▶ _Given task_: Locate each line in the records below that contains the string "forested", treating case as significant, and copy those lines.

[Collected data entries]
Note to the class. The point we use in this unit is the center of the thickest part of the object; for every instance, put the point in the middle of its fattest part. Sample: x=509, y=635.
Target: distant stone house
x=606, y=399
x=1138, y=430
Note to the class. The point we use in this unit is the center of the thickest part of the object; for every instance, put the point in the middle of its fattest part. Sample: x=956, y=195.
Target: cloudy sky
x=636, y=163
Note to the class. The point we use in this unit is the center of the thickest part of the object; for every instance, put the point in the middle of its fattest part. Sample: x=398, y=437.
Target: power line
==
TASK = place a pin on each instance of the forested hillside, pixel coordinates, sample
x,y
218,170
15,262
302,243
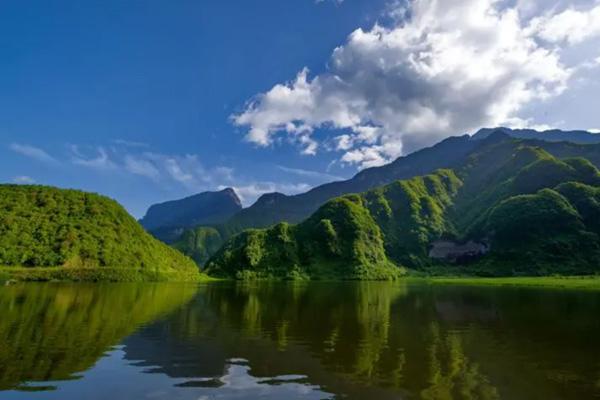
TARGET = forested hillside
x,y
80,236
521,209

▶ _Written reply_:
TASK = place a pin on each instance of the forested hillside, pixel coordinates, sample
TARGET = forested hillside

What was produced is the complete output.